■ **Task prompt**
From the entries below, output the line with "line shown in this photo." and each following line up to and including the line with "hillside shown in this photo.", exactly as written.

■ **Data**
---

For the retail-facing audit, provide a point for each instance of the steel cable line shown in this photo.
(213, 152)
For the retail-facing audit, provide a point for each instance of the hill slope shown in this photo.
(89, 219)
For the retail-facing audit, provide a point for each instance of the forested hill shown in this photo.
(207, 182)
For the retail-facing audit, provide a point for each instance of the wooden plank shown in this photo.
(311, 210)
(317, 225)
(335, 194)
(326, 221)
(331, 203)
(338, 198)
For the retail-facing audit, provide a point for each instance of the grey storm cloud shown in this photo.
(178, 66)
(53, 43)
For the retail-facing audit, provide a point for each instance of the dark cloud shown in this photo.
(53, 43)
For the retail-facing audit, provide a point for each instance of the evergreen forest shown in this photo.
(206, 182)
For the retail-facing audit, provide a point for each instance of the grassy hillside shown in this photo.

---

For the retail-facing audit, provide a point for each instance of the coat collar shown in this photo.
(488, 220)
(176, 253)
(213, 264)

---

■ **Result of this task**
For the retail-facing audit, provide a point for each instance of the steel cable line shown in this photo.
(213, 152)
For the retail-facing audit, provide a point for each instance of the hill slope shown in this photo.
(89, 219)
For the retail-facing audit, provide a point for each instance of the forested hill shown in this photo.
(207, 182)
For the retail-facing audit, provide a point for each instance of the wooden plank shown in this photo.
(311, 210)
(317, 225)
(335, 194)
(326, 221)
(331, 203)
(338, 198)
For the retail-facing audit, provide a point for each instance of the grey storm cloud shown in this photo.
(178, 66)
(53, 43)
For the retail-facing audit, provide a point for each instance of the dark cloud shown in this photo.
(53, 43)
For the retail-facing audit, provide a point for each instance of the evergreen forest shown in this photo.
(206, 182)
For the retail-facing audit, provide a point for each instance of the grassy hillside shown in this photo.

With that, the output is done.